* **ZIEL DER ÜBUNG**
Nennen Sie ausschließlich die Anzahl der Zeilen in den Einträgen, die das Wort „give“ enthalten. Groß- und Kleinschreibung ist dabei zu beachten.

* **EINTRÄGE**

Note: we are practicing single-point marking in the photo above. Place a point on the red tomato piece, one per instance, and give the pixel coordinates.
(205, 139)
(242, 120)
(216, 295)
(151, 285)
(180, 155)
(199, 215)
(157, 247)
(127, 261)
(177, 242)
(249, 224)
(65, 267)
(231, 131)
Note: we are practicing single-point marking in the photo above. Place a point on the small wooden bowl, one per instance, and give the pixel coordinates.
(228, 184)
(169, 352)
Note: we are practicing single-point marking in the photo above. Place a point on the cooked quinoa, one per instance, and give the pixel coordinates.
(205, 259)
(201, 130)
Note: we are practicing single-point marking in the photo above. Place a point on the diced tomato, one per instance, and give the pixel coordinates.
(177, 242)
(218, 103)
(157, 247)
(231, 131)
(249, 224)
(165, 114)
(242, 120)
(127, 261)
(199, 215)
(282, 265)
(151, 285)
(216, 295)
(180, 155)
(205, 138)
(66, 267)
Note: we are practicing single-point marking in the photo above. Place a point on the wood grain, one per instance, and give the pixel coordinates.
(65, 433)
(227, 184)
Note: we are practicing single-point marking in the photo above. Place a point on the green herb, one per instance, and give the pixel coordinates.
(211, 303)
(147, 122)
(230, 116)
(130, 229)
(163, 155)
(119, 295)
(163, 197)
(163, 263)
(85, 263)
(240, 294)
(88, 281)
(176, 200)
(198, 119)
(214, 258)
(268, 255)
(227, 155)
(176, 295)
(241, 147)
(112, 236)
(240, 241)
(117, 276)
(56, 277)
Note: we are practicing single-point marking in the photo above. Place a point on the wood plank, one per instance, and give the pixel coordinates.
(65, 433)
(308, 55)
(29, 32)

---

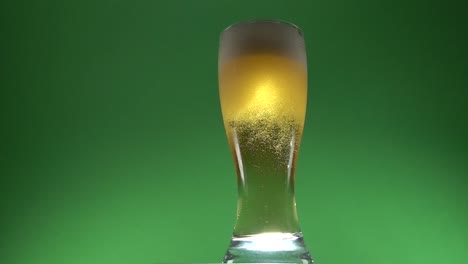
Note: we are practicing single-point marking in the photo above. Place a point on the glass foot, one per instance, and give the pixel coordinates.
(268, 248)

* **KORREKTE AUSGABE**
8